> _Task instructions_
Rewrite the entries below as a Markdown table with the columns "Row" and "Line", giving each line its own numbered row and leaving out any blank lines.

[Object position labeling entries]
-------------------------

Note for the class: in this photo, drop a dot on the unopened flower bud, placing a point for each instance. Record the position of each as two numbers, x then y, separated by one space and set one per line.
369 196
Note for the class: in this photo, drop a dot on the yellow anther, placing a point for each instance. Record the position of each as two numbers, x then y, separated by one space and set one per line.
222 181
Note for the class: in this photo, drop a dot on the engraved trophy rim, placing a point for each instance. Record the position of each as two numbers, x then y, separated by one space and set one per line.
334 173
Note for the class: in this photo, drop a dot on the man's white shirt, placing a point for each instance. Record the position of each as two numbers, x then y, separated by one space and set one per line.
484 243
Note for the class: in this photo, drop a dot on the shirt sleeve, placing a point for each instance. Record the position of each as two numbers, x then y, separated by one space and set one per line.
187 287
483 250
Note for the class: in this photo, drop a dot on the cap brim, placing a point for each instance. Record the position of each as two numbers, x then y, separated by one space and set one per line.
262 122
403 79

-------------------------

> _Exercise solution_
| Row | Line |
|---|---|
| 1 | Note for the class: in this photo, drop a dot on the unopened flower bud, placing a point for each instance. Record the position of each as two numbers, x then y, separated by one space and set one per line. |
| 2 | 369 196 |
| 3 | Note for the class: in this photo, drop a dot on the yellow anther, placing a point for each instance. Record the position of each as two numbers, x then y, separated by one space and set one per line. |
| 4 | 222 181 |
| 5 | Note for the class: in this photo, drop a dot on the engraved trophy rim, placing a point for each instance. Record the position of each as two numbers, x then y, separated by one space and set one per line. |
| 6 | 334 173 |
| 7 | Note for the class: in this photo, drop a dot on the man's white shirt, placing a point for each instance. Record the position of each as two numbers, x then y, separated by one space and set one per line. |
| 8 | 484 243 |
| 9 | Note for the class: in this photo, drop a dot on the shirt sleeve, placing a point for each instance. Record the position of each as two numbers, x then y, separated by one space and set one per line. |
| 10 | 187 287 |
| 11 | 483 250 |
| 12 | Note for the class: in this photo, drop a dot on the cap brim, placing a point for each instance. Record the position of each as two numbers, x then y, separated by one space and set one per line. |
| 13 | 262 122 |
| 14 | 403 79 |